··· Given records
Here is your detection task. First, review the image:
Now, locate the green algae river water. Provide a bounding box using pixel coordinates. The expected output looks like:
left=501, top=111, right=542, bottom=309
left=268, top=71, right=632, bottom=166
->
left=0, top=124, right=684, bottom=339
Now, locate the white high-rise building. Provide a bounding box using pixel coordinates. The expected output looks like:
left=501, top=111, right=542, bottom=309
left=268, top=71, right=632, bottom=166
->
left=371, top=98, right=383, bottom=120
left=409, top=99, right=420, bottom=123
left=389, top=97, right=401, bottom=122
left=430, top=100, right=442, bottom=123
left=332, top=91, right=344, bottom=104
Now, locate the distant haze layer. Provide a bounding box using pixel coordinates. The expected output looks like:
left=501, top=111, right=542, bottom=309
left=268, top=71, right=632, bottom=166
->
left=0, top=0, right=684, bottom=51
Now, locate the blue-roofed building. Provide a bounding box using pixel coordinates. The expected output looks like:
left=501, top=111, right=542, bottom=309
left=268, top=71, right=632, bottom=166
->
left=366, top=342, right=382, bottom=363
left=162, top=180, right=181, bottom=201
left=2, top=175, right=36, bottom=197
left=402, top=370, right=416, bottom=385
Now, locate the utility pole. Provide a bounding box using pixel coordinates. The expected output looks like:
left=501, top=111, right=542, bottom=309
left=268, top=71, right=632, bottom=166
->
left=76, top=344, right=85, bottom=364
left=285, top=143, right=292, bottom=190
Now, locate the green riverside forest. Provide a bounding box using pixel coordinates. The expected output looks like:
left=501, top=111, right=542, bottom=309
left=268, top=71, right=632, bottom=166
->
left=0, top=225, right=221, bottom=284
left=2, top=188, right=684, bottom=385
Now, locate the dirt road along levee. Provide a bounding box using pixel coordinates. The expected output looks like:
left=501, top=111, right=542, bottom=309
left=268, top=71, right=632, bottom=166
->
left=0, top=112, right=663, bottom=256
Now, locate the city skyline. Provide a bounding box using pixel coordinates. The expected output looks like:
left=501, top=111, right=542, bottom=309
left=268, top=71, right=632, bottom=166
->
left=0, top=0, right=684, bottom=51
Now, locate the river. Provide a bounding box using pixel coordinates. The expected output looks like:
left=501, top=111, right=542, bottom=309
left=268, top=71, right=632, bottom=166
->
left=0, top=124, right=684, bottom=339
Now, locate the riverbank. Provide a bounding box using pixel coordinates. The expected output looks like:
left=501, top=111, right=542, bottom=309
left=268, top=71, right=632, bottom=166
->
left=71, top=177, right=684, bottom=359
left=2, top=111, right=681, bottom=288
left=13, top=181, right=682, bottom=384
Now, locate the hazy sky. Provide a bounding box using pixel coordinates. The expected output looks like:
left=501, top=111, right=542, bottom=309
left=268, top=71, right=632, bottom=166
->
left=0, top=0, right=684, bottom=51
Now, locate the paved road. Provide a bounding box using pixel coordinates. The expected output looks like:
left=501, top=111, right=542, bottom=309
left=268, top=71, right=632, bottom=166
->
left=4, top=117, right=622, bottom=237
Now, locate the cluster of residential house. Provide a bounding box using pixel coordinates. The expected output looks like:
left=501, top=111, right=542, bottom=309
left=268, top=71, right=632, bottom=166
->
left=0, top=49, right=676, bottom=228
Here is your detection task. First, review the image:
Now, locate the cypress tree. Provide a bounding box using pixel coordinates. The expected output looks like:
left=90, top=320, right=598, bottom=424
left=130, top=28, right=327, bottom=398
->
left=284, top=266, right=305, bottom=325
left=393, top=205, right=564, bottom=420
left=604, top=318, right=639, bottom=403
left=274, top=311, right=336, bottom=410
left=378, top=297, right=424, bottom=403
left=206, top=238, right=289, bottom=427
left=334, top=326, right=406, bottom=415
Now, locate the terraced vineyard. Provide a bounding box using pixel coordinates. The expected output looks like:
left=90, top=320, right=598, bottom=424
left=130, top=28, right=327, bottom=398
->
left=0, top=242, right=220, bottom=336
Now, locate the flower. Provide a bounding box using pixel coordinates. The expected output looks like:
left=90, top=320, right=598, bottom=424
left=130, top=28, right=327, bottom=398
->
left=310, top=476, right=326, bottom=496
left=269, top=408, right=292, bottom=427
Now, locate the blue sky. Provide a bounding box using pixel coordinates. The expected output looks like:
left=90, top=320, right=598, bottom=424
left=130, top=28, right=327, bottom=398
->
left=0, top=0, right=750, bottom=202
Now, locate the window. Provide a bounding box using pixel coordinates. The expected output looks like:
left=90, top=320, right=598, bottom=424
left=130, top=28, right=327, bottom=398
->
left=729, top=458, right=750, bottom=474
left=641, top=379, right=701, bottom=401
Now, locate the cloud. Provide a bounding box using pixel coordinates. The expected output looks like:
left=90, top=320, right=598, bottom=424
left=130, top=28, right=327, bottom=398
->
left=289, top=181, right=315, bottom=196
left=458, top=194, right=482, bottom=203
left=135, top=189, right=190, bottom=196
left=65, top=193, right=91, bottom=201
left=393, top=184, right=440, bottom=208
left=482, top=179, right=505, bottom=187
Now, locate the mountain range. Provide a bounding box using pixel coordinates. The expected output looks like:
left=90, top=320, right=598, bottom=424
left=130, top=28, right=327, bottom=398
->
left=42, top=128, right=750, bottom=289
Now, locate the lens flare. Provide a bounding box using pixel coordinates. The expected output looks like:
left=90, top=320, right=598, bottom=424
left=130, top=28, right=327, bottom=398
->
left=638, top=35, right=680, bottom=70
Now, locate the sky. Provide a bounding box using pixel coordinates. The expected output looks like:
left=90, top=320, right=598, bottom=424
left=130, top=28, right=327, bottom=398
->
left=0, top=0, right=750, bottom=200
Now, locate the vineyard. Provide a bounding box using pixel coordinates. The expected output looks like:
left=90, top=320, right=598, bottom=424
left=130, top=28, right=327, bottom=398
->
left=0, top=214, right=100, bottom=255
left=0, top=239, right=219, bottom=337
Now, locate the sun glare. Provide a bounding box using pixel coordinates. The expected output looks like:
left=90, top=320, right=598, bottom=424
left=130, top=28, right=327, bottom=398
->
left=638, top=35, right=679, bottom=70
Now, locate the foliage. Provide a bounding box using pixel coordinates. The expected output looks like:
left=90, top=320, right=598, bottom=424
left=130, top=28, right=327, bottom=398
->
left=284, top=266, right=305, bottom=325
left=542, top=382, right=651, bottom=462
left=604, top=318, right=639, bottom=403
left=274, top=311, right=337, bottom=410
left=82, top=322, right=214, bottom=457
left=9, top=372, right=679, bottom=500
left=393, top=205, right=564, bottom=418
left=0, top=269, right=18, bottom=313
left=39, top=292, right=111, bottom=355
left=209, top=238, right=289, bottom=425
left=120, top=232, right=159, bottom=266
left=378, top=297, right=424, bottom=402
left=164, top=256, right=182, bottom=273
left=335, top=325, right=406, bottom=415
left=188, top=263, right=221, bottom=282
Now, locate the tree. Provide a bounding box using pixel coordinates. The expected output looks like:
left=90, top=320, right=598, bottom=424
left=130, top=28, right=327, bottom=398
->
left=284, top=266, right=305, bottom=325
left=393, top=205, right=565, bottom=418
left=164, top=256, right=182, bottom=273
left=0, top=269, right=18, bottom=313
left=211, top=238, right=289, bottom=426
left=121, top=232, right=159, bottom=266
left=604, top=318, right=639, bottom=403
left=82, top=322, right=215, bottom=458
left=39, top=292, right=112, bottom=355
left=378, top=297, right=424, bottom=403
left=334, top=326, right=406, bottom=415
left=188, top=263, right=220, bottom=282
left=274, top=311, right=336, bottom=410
······
● Problem to work on
Return every line of the material exactly.

● Complete output
Here is your detection task. First, review the image:
Now, locate the green algae river water. Provide a bounding box using pixel coordinates. The expected output looks like:
left=501, top=111, right=542, bottom=309
left=268, top=71, right=632, bottom=166
->
left=0, top=124, right=684, bottom=339
Now, locate the white high-rise building. Provide a bounding box using pixel coordinates. The expected output looks like:
left=501, top=111, right=542, bottom=309
left=268, top=71, right=632, bottom=166
->
left=371, top=98, right=383, bottom=120
left=409, top=99, right=420, bottom=123
left=389, top=97, right=401, bottom=122
left=430, top=100, right=442, bottom=123
left=332, top=91, right=344, bottom=104
Now, locate the distant haze layer. Provide a bounding box using pixel coordinates. The expected output looks like:
left=501, top=111, right=542, bottom=309
left=268, top=71, right=632, bottom=166
->
left=0, top=0, right=684, bottom=51
Now, locate the blue-roofed building. Provide a bounding box using pixel coordinates. The expected output looks like:
left=501, top=111, right=542, bottom=309
left=268, top=71, right=632, bottom=166
->
left=366, top=342, right=382, bottom=363
left=162, top=180, right=181, bottom=201
left=2, top=175, right=36, bottom=197
left=402, top=370, right=416, bottom=385
Now, locate the utility pole. Provide a bounding box using pixel coordinates. The expected output looks like:
left=501, top=111, right=542, bottom=309
left=268, top=71, right=632, bottom=166
->
left=76, top=344, right=85, bottom=364
left=285, top=143, right=292, bottom=190
Now, locate the green riverside forest. Provide a bounding box using pixel coordinates. The expected output looks like:
left=501, top=111, right=542, bottom=309
left=268, top=71, right=632, bottom=166
->
left=0, top=225, right=221, bottom=284
left=2, top=188, right=684, bottom=385
Now, locate the dirt road along levee. Provide a bounding box using pixel coordinates. The expected output looks like:
left=501, top=111, right=542, bottom=309
left=268, top=71, right=632, bottom=166
->
left=0, top=112, right=663, bottom=256
Now, locate the city skyline. Provide a bounding box using pixel coordinates. The expected output looks like:
left=501, top=111, right=542, bottom=309
left=268, top=71, right=632, bottom=166
->
left=0, top=0, right=684, bottom=51
Now, locate the river. Provide a bounding box using pixel coordinates. The expected output looks like:
left=501, top=111, right=542, bottom=309
left=268, top=71, right=632, bottom=166
->
left=0, top=124, right=684, bottom=339
Now, locate the riverbank. Provide a bounding box using pixel coordinates. The expected output looks like:
left=501, top=111, right=542, bottom=309
left=268, top=71, right=632, bottom=166
->
left=71, top=177, right=684, bottom=359
left=2, top=111, right=681, bottom=288
left=13, top=181, right=682, bottom=384
Now, locate the hazy sky. Provide a bounding box using pixel coordinates. The expected output looks like:
left=501, top=111, right=542, bottom=309
left=268, top=71, right=632, bottom=166
->
left=0, top=0, right=684, bottom=51
Now, locate the paved road. Provide a bounding box using pixel coordinates. The expected output looks like:
left=501, top=111, right=542, bottom=309
left=268, top=71, right=632, bottom=166
->
left=4, top=117, right=622, bottom=237
Now, locate the cluster of residential house. Provide a bounding box using pixel coordinates. The expected output looks like:
left=501, top=111, right=542, bottom=309
left=268, top=71, right=632, bottom=166
->
left=0, top=49, right=676, bottom=228
Here is your detection task. First, review the image:
Now, locate the cypress tree. Provide a bounding box using pixel coordinates. The expected output looks like:
left=90, top=320, right=598, bottom=424
left=130, top=28, right=327, bottom=398
->
left=284, top=266, right=305, bottom=325
left=393, top=205, right=564, bottom=420
left=604, top=318, right=639, bottom=403
left=274, top=311, right=336, bottom=410
left=378, top=297, right=424, bottom=403
left=206, top=238, right=289, bottom=427
left=334, top=326, right=406, bottom=415
Now, locate the terraced vineyard. Provide a bounding box using pixel coordinates. The expected output looks like:
left=90, top=320, right=598, bottom=424
left=130, top=28, right=327, bottom=398
->
left=0, top=242, right=220, bottom=336
Now, locate the flower. Provide a bounding box using pixel coordinates. The expected output looks like:
left=90, top=320, right=598, bottom=424
left=130, top=28, right=327, bottom=398
->
left=310, top=476, right=326, bottom=496
left=269, top=408, right=292, bottom=427
Now, locate the blue sky. Provide a bounding box using pixel coordinates. The expected output looks like:
left=90, top=320, right=598, bottom=424
left=130, top=28, right=327, bottom=398
->
left=0, top=0, right=750, bottom=202
Now, locate the window. Provide a bounding box using pixel coordinates. The expected output looks like:
left=90, top=320, right=598, bottom=424
left=130, top=28, right=327, bottom=398
->
left=729, top=458, right=750, bottom=474
left=641, top=379, right=701, bottom=401
Now, locate the cloud. Provide a bounding box using pixel coordinates. The expected output looks like:
left=90, top=320, right=598, bottom=424
left=130, top=28, right=327, bottom=398
->
left=289, top=181, right=315, bottom=196
left=458, top=194, right=482, bottom=203
left=135, top=189, right=190, bottom=196
left=65, top=193, right=91, bottom=201
left=393, top=184, right=440, bottom=208
left=482, top=179, right=505, bottom=187
Now, locate the mountain range. Provide a bounding box using pixel coordinates. The expected output looks like:
left=90, top=320, right=598, bottom=424
left=130, top=28, right=327, bottom=398
->
left=42, top=128, right=750, bottom=289
Now, locate the lens flare. Provide a bounding box using pixel coordinates. The expected output looks like:
left=90, top=320, right=598, bottom=424
left=130, top=28, right=327, bottom=398
->
left=638, top=35, right=680, bottom=70
Now, locate the sky. Provide a bounding box using pixel coordinates. The expected output looks like:
left=90, top=320, right=598, bottom=424
left=130, top=28, right=327, bottom=398
->
left=0, top=0, right=750, bottom=200
Now, locate the vineyard. Provide a bounding box using pixel coordinates. The expected output looks like:
left=90, top=320, right=598, bottom=424
left=130, top=28, right=327, bottom=398
->
left=0, top=214, right=100, bottom=255
left=0, top=239, right=219, bottom=337
Now, locate the sun glare. Provide a bounding box using pixel coordinates. The expected output looks like:
left=90, top=320, right=598, bottom=424
left=130, top=28, right=327, bottom=398
->
left=638, top=35, right=679, bottom=70
Now, locate the foliage. Provide a bounding box using pixel coordinates. The expected output looks like:
left=90, top=320, right=598, bottom=424
left=130, top=28, right=327, bottom=398
->
left=284, top=266, right=305, bottom=325
left=542, top=382, right=651, bottom=462
left=604, top=318, right=639, bottom=403
left=274, top=311, right=337, bottom=410
left=82, top=322, right=214, bottom=457
left=9, top=372, right=679, bottom=500
left=393, top=205, right=564, bottom=418
left=0, top=269, right=18, bottom=313
left=39, top=292, right=111, bottom=355
left=209, top=238, right=289, bottom=425
left=120, top=232, right=159, bottom=266
left=378, top=297, right=424, bottom=402
left=164, top=256, right=182, bottom=273
left=335, top=325, right=406, bottom=415
left=188, top=263, right=221, bottom=282
Now, locate the tree. Provide a bounding box using pixel coordinates. The expected output looks like:
left=90, top=320, right=598, bottom=424
left=130, top=28, right=327, bottom=398
->
left=284, top=266, right=305, bottom=325
left=393, top=205, right=565, bottom=418
left=164, top=256, right=182, bottom=273
left=0, top=269, right=18, bottom=313
left=211, top=238, right=289, bottom=426
left=121, top=232, right=159, bottom=266
left=604, top=318, right=639, bottom=403
left=82, top=322, right=215, bottom=458
left=39, top=292, right=112, bottom=355
left=378, top=297, right=424, bottom=403
left=334, top=326, right=406, bottom=415
left=188, top=263, right=220, bottom=282
left=274, top=311, right=336, bottom=410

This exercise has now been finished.